----- EXCERPTED PASSAGE

In another aspect, the present invention provides a method for positioning a tubular relative to a tong. The method includes engaging the tubular with a positioning member, moving the positioning member, and moving the tong.
In another aspect still, the positioning tool may further include a joint detection member. Preferably, the joint detection member includes a proximity sensor connected to a computer or other programmable medium.
So that the manner in which the above recited features and advantages of the present invention are attained and can be understood in detail, a more particular description of the invention, briefly summarized above, may be had by reference to the embodiments thereof which are illustrated in the appended drawings.
It is to be noted, however, that the appended drawings illustrate only typical embodiments of this invention and are therefore not to be considered limiting of its scope, for the invention may admit to other equally effective embodiments.
Some preferred embodiments of the invention will now be described by way of example only and with reference to the accompanying drawings, in which:
FIG. 1 is a view of an arrangement of a wrenching tong and a back-up tong;
FIG. 2 is a side view of the wrenching tong and back-up tong of FIG. 1;
FIG. 3 is a view of the back-up tong of FIG. 1;
FIG. 4 is a cutaway view of the back-up tong of FIG. 1;
FIG. 5 is a cutaway view of the wrenching tong of FIG. 1;
FIG. 6 is a view of the wrenching tong and back-up tong of FIG. 1 supported by a C-frame and fixed in a frame for handling equipment on tracks at a rig floor;
FIG. 7 is a view of the wrenching tong and back-up tong of FIG. 1 in use, with a tubular clamped in the wrenching tong;
FIG. 8 is a view of an arrangement of an alternative wrenching tong and back-up tong;
FIG. 9 is a view of an arrangement of a further alternative wrenching tong and back-up tong;
FIG. 10 illustrates a modified tong arrangement;
FIG. 11 illustrates a modified back-up tong;
FIG. 12 illustrates in detail a clamping arrangement of the tong of FIG. 11 including support elements;
FIG. 13 illustrates an arrangement for connecting a drill bit to a length of drill pipe;
FIG. 14 illustrates the arrangement of FIG. 13 during the connection operation; and
FIG. 15 illustrates the arrangement of FIG. 13 following completion of the connection operation.
FIG. 16 is a schematic view of a positioning apparatus according to aspects of the present invention.
FIG. 17 is a schematic view of the positioning apparatus of FIG. 16 in an actuated position.
FIG. 18 illustrates the positioning apparatus of FIG. 16 mounted on the tong of the present invention.

----------
----- GIVEN DATA

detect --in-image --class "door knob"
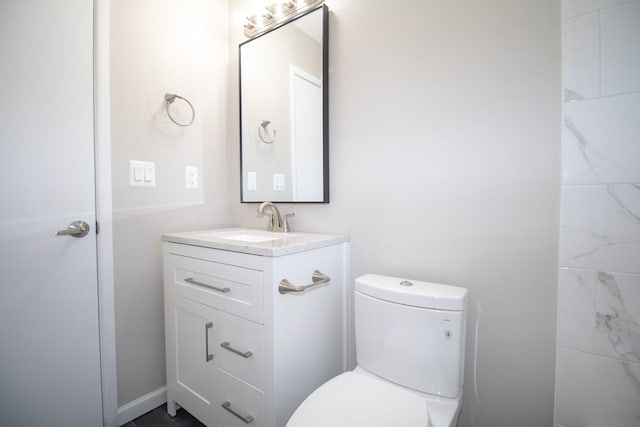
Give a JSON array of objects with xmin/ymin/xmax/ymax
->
[{"xmin": 55, "ymin": 220, "xmax": 91, "ymax": 237}]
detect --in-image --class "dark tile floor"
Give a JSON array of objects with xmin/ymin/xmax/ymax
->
[{"xmin": 123, "ymin": 405, "xmax": 205, "ymax": 427}]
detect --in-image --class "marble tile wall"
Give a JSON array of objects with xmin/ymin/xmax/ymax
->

----------

SET EXERCISE
Please state what the joint detection member preferably includes, according to the excerpt on tong positioning.

CORRECT OUTPUT
A proximity sensor connected to a computer or other programmable medium.